*Data for this exercise*:
◇ ◇ ◇ ◇ ◇

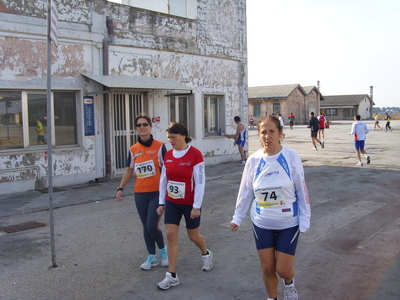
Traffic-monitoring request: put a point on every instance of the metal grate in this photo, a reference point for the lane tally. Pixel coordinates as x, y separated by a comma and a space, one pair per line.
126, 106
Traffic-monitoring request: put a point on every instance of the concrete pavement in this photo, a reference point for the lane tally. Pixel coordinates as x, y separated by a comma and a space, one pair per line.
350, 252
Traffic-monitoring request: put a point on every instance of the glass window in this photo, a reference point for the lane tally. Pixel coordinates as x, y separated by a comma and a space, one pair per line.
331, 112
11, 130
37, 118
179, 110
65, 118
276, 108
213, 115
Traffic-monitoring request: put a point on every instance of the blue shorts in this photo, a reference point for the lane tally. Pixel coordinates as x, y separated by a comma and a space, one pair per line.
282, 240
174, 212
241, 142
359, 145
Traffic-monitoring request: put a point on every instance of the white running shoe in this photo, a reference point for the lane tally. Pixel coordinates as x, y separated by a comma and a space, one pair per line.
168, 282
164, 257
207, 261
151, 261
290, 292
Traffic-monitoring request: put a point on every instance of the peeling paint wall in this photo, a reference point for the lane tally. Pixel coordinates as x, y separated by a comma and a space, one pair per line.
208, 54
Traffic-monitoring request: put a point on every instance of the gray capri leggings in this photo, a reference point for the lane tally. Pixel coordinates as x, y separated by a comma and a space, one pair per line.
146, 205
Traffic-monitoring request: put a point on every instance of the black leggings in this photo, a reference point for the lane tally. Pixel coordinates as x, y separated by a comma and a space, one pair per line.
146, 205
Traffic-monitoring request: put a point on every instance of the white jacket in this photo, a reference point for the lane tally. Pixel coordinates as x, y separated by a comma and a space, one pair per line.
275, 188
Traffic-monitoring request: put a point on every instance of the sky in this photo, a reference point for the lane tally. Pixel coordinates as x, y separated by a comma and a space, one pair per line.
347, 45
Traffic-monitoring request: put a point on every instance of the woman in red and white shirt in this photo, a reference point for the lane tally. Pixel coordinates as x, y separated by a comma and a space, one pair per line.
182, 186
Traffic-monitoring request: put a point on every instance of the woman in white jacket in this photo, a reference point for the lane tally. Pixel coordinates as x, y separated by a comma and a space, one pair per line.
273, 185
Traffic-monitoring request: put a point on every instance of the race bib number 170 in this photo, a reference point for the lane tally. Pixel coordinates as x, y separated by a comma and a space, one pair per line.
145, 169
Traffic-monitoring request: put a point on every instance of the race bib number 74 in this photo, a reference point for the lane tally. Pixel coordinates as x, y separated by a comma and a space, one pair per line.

◇ ◇ ◇ ◇ ◇

Exclude the pictures, and transcribe all of the material exactly.

Traffic-monitoring request: put a point on every instance of the metal grate in this photo, a reference point for the lane tally. Pixel coordinates as x, y separated by a comma and a space, one pair per line.
126, 106
Traffic-monitoring request: put a point on every instance of the concrete pavement in this photo, a reference point for the lane tally. Pixel coordinates as x, y separated by a comma and a space, one pair per line.
350, 252
Traffic-monitoring request: put a point on every instance of the glass window in this photo, a reference point for the lane tally. Pixel coordinates as x, y separated by a comma and a space, one pair per line.
331, 112
11, 130
37, 118
179, 110
65, 118
276, 108
213, 115
Traffic-monitoring request: put a point on every instance of the blue shorts in this photo, a reference point for the lane tally. Pixel coordinates as x, y separated by a comma and a space, one pair per line.
282, 240
174, 212
241, 142
359, 145
Traffic-monitoring request: put a point on every instance of the white running shoe in this photo, a reference point for the lane tally. Pixel coordinates as x, y separated by a comma and a space, one pair per line.
168, 282
164, 257
207, 261
151, 261
290, 292
Traffic-monitoring request: put a point on every instance of the peeling paint wall in this photo, a reference point for the lane tally. Pixel coordinates as x, y separated by a comma and a space, one pair per line.
208, 54
Traffic-monitoring request: put a point on every instance of the gray capri leggings in this photo, a reference point for the lane tally. Pixel coordinates as x, y separated by a comma and a space, one pair per line.
146, 205
Traffic-monitoring request: put a point on every instance of the black leggings in this photo, a reference point for the lane tally. Pixel coordinates as x, y separated by a comma and a space, one pair per line.
146, 205
Traffic-monitoring request: put a point on every instance of the white jacket in this photo, a reference point for the lane tally. Pixel coordinates as x, y separated by a comma and a space, one pair per line.
275, 188
Traffic-monitoring request: put a point on every instance of the sky in this photo, a reference point for the lane tally. Pixel coordinates as x, y separated by a comma and a space, one pair per line.
347, 45
Traffic-monitoring request: put a point on every instance of the woman in red and white shirt in this photo, a reference point for the lane tally. Pixel coordinates as x, y separated by a comma and a space, one pair per line.
182, 186
Traffic-monitoring request: put a point on every instance of the woman in white jacket in this photo, a reference point for the lane tally. Pixel coordinates as x, y separated by a comma and a space, one pair per line.
273, 185
Traffic-monitoring request: put a point on every instance of the race bib number 170 in this photo, a reference point for the lane tally. Pixel coordinates as x, y separated by a comma and a space, one pair per line.
145, 169
Traffic-monitoring request: put a point on every instance of the race bib number 74 in this photo, a reference point for the lane tally. Pixel coordinates as x, y separated by a comma and a space, one pair per line.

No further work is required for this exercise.